As any red-blooded American would do, I’m enjoying my Sundays watching football. But unlike any other season, this one got off to an explosively-divisive start after President Trump remarked that NFL players who take a knee during the national anthem should be fired. If Trump were President of China, and Twitter Inc (NYSE:TWTR) was Weibo Corp (ADR) (NASDAQ:WB), I might consider a position in WB stock.
However, I live in the U.S., and thank God for that!
While I agree that our nation has serious problems to address, I’m also grateful for our First Amendment right. The fact that professional athletes can protest our national anthem in front of our military-service members is remarkable. Whether you agree or disagree with the protests or our President, we can come together on this issue: no one was sent to a re-education camp and that’s a good thing.
Should the protesting athletes try this in China, the results would not be favorable for them. Herein lies my primary problem with WB stock. WB draws comparisons to Twitter for obvious reasons, but in this case, Twitter is contextually the superior product. It doesn’t look that way because TWTR is a terrible stock overall. But no one is threatening to pull the plug on Twitter’s broad social network.

** Supplied records **

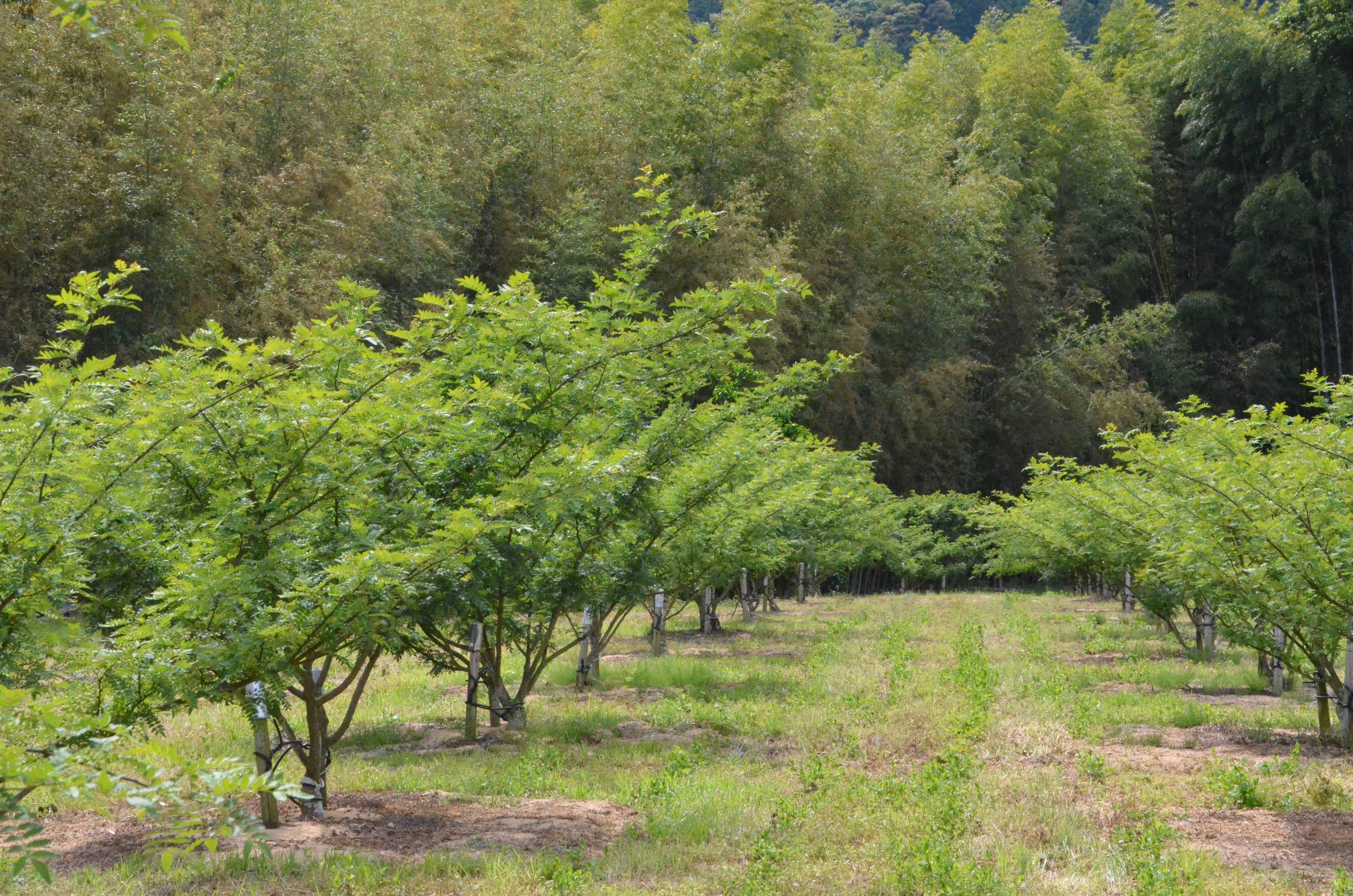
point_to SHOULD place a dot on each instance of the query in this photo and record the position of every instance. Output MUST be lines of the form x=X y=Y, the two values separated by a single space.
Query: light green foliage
x=405 y=145
x=1142 y=852
x=1091 y=765
x=972 y=672
x=946 y=794
x=896 y=649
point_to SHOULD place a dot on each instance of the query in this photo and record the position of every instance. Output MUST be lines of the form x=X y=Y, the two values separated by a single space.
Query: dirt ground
x=1310 y=844
x=392 y=826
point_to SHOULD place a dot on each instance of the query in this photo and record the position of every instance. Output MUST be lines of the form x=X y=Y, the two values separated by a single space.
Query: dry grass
x=820 y=750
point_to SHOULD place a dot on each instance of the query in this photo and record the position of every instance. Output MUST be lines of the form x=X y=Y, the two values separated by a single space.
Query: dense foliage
x=958 y=214
x=1237 y=520
x=289 y=511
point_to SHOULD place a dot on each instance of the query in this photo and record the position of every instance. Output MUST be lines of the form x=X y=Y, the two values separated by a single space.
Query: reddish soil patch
x=390 y=826
x=1186 y=750
x=1247 y=700
x=1309 y=844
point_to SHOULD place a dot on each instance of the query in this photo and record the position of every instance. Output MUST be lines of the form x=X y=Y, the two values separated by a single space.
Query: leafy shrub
x=1141 y=849
x=1234 y=787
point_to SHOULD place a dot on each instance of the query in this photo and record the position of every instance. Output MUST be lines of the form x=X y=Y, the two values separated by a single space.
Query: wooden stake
x=263 y=753
x=1209 y=631
x=1347 y=715
x=659 y=618
x=477 y=642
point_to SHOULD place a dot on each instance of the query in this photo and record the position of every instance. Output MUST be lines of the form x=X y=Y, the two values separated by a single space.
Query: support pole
x=477 y=643
x=263 y=753
x=584 y=648
x=659 y=619
x=1209 y=631
x=1347 y=693
x=1279 y=643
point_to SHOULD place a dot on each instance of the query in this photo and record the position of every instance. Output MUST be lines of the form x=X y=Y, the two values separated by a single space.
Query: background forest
x=1027 y=223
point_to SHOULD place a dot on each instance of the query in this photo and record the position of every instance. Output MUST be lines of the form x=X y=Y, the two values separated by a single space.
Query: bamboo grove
x=1236 y=522
x=289 y=512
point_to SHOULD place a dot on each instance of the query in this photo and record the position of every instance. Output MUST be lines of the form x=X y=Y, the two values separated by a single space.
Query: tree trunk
x=659 y=620
x=263 y=752
x=477 y=643
x=1347 y=704
x=1279 y=642
x=1323 y=699
x=584 y=677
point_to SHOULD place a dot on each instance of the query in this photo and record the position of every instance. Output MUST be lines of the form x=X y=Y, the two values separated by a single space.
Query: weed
x=1141 y=849
x=1091 y=765
x=972 y=673
x=1191 y=715
x=1288 y=767
x=1234 y=787
x=680 y=765
x=1324 y=791
x=895 y=645
x=566 y=872
x=1103 y=645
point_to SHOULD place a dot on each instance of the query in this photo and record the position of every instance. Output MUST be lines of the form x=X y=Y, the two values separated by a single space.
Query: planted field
x=916 y=744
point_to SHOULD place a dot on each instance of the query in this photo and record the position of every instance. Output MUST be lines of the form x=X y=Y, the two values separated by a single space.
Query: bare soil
x=390 y=826
x=1310 y=844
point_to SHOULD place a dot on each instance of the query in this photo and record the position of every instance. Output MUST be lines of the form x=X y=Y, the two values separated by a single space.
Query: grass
x=921 y=744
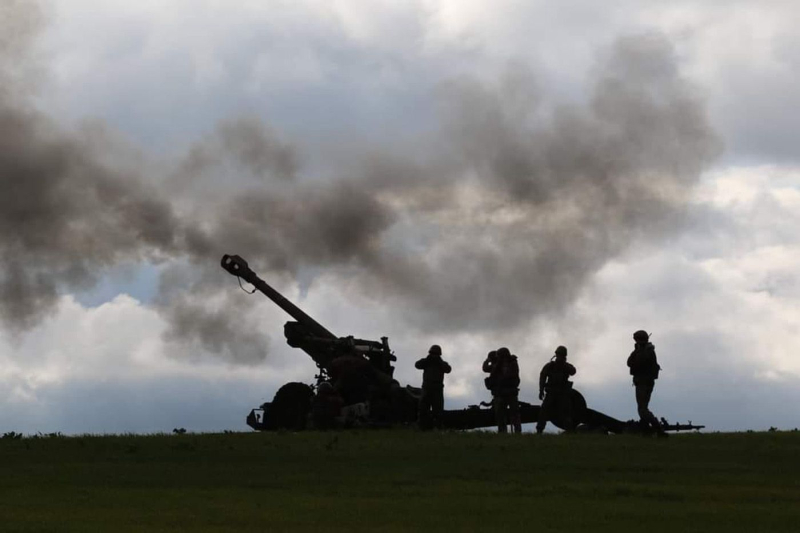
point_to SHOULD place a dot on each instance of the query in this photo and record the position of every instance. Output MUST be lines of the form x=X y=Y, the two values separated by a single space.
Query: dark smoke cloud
x=501 y=220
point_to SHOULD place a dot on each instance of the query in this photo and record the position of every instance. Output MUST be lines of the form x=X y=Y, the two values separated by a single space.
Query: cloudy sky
x=525 y=174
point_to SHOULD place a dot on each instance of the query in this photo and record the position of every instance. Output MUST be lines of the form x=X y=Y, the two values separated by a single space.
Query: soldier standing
x=503 y=381
x=644 y=368
x=431 y=404
x=554 y=380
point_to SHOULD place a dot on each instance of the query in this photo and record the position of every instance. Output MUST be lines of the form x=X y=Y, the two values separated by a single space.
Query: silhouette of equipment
x=362 y=372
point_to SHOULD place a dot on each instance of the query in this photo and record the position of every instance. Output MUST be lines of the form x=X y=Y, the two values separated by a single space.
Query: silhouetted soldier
x=431 y=404
x=644 y=369
x=503 y=381
x=554 y=381
x=326 y=408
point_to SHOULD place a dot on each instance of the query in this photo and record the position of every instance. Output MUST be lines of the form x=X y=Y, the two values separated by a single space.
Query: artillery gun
x=362 y=371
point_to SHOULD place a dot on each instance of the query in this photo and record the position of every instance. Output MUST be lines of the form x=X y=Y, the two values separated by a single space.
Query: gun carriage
x=362 y=372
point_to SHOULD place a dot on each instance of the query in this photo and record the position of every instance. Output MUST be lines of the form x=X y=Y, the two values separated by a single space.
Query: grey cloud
x=558 y=190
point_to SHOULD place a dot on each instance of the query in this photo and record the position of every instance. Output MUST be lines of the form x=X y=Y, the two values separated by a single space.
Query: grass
x=401 y=480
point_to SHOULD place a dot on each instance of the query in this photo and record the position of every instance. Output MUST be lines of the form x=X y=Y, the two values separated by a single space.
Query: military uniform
x=554 y=381
x=503 y=381
x=431 y=404
x=644 y=368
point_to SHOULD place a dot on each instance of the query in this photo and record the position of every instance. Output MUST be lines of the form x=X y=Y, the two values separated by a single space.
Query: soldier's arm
x=543 y=377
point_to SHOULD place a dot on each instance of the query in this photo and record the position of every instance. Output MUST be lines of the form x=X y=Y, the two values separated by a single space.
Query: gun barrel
x=238 y=267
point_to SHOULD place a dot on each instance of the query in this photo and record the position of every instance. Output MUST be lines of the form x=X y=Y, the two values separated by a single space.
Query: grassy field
x=400 y=481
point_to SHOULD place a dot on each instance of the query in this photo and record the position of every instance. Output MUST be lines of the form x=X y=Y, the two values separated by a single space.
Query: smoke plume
x=502 y=219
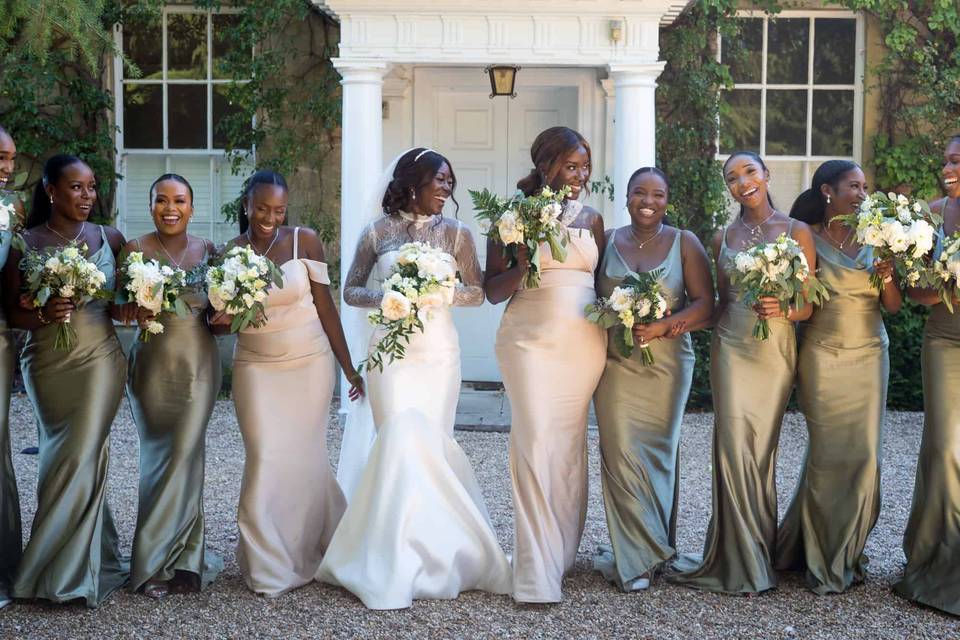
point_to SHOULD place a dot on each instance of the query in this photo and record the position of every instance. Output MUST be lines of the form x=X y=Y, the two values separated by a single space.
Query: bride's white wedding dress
x=416 y=526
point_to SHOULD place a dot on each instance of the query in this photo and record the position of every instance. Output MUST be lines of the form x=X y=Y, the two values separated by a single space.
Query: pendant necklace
x=276 y=234
x=639 y=244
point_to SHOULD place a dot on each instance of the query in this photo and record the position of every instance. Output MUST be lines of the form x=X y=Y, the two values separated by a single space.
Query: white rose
x=394 y=306
x=510 y=228
x=428 y=303
x=744 y=262
x=643 y=308
x=621 y=299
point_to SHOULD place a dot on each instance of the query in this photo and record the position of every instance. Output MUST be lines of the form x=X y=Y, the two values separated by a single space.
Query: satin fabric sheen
x=283 y=381
x=551 y=359
x=639 y=412
x=932 y=539
x=10 y=527
x=751 y=382
x=173 y=384
x=73 y=551
x=842 y=390
x=417 y=526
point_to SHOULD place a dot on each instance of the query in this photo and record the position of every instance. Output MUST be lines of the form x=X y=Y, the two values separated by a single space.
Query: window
x=168 y=116
x=798 y=94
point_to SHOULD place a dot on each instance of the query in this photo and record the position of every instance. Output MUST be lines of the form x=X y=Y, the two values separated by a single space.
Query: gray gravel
x=592 y=608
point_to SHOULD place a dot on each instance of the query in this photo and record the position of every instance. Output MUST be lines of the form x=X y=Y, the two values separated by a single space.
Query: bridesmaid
x=72 y=553
x=751 y=383
x=10 y=534
x=932 y=540
x=283 y=381
x=551 y=358
x=843 y=347
x=640 y=408
x=173 y=384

** The task **
In the article on Weibo stock, write out word for word the part starting with "While I agree" and going on through "broad social network.".

** Task result **
While I agree that our nation has serious problems to address, I’m also grateful for our First Amendment right. The fact that professional athletes can protest our national anthem in front of our military-service members is remarkable. Whether you agree or disagree with the protests or our President, we can come together on this issue: no one was sent to a re-education camp and that’s a good thing.
Should the protesting athletes try this in China, the results would not be favorable for them. Herein lies my primary problem with WB stock. WB draws comparisons to Twitter for obvious reasons, but in this case, Twitter is contextually the superior product. It doesn’t look that way because TWTR is a terrible stock overall. But no one is threatening to pull the plug on Twitter’s broad social network.